> What is required: Pick up the blog post about the Pentagon clean-water claim and the visit to Dr. Bussard right after its last sentence, and keep writing it.

━━━━━ Text shown ━━━━━

Pentagon weapons-maker finds method for cheap, clean water

Thursday, April 4th, 2013

– A-hem.  Yes, it will be very nice if this is true.  And I’d like to believe it is.  But….

– Well, you knew there was going to be a ‘but‘ didn’t you?

– On one hand, the conspiracy theorists (who generally are a bit light on their science education chops) are always telling us how it’s possible to run cars on water or to pull energy straight out of the air and that they know for a fact that a fellow named Bubba in Alabama or Colorado has got it all working in his garage and has showed hundreds of people … but that the government is doing its best to shut him down.  But Bubba’ll sell you a kit quietly for $39 in the mail if you’d like to get in on it all early before the rush.

– But there’s the other side of this phenomenon as well.  And that’s when we see these exciting new discovery announcements like the one I’m blogging about now in relatively reputable publications.

<cynic>

– Do I sound cynical?  

– Well, for me cynicism began all the way back in the early 80’s when I read an article in OMNI magazine that a Dr. Bussard down near San Diego in La Jolla had made a breakthrough in the theoretical physics of nuclear fusion.  Even then, we all knew that if fusion could be made real, it would be a world shaker.   This fellow had, apparently, started a small company, International Nuclear Energy Systems,  in preparation for taking all of this ‘live’.

– I took a day off from work and drove my motorcycle down from Long Beach (100km or so) to find these people.  I was going to beg and cajole my way into working with them – for free, if I had to.  

– I had an address for their company in an industrial park.  But Dr. Bussard wasn’t there when I called so I talked with a receptionist and looked at some flashy pamphlets.  After she said, ‘no’, the boss wasn’t in, I told her how far I’d come, she took pity on me and gave me a home address and told me I might try there.  So, I rode off again and eventually I found a very upscale looking house near the sea also in La Jolla, I think.  

– I knocked on the door and a young woman in her early 20’s answered.  ‘No’, her father, Dr. Bussard, wasn’t home.   I asked if she knew much about his work and told her how impressed I was with what I’d read and why I wanted to meet him.  ‘No’, she knew it was a big deal but she didn’t know a lot about it.

Truthfully, I think she found me of more interest than the fusion stuff and she asked me in to visit which rather amazed me.  But, I digress.

– I left my contact data and as much of my enthusiasm as I though I could convey through her and I departed back to Long Beach no wiser than I’d come.

– Well, nothing ever happened from any of this.  The world was not shaken by a new fusion technology and, other than that magazine article, I never heard of any of these folks again until I stopped this evening to do a bit of long-after-the-fact research.

━━━━━ Recorded information ━━━━━

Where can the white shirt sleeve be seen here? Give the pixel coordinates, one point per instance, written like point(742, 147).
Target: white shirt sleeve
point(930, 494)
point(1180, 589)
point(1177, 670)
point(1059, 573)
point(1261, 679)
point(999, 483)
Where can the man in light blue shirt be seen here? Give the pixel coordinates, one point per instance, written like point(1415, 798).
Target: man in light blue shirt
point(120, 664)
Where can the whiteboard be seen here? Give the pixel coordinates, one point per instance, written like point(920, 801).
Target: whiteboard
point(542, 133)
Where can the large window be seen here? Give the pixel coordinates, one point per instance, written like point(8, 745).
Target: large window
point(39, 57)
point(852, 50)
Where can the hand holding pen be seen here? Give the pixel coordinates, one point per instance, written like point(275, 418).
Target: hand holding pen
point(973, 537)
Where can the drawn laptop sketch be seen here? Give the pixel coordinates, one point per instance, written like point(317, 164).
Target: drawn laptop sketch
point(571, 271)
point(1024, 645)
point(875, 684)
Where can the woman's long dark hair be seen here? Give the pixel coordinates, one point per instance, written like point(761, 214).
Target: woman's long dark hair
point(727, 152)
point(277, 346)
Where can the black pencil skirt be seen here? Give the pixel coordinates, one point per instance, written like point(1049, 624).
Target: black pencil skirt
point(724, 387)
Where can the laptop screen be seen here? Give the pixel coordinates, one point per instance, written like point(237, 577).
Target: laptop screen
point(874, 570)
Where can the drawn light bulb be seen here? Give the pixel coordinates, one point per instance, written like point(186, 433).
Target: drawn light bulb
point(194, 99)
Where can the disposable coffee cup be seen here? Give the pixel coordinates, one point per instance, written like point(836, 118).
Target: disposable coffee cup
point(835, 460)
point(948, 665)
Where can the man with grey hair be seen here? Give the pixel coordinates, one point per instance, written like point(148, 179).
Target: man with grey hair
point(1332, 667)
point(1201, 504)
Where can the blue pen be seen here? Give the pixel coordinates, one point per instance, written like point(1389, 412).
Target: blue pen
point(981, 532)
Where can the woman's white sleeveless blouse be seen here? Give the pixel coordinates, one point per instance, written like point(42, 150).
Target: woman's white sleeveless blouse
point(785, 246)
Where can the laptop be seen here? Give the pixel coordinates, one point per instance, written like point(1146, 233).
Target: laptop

━━━━━

> Task output:
– You can read about some of what I found here and here. 

The fellow’s name was Robert Bussard and he was, in fact, quite a famous scientist and he was the inventor of the Bussard Ram Jet.  But his fusion ideas were, apparently not to be.

– Then, we can all remember the fiasco over cold fusion, yes?  

– And then, as well, a few months ago, I read that a new way of storing energy had been discovered and it was going to revolutionize the world.  Because now we could gather up sunlight power all day, store it and then release it at night.   All they needed was a few months to perfect the process.

– And look!  Here’s another.   In this one, we’re going to store the energy in a certain semi-magical molecule.  We’ll be able to just carry this chemical around quite safely and then, when we need the energy back, it’ll just ‘pop’ out in the form of heat.   Is that cool or what?  Yeah, right.   Just a few months or years away.

</cynic>

– So now, in this article, we have a new way to make cheap, clean water?   Well, maybe.  I mean I am hopeful but so many of these breakthroughs seem to, in the end, go pfffff to nowhere.

– I had a female friend years ago that loved to give me a bad time about things in general,  And she just loved to say to me that, “I was always patting the bed and telling folks how good it was going to be but that nothing ever happened.”   And then she’d laugh and laugh (smile).   Somehow, that anecdote seems appropriate.

– Anyway, please enjoy the article.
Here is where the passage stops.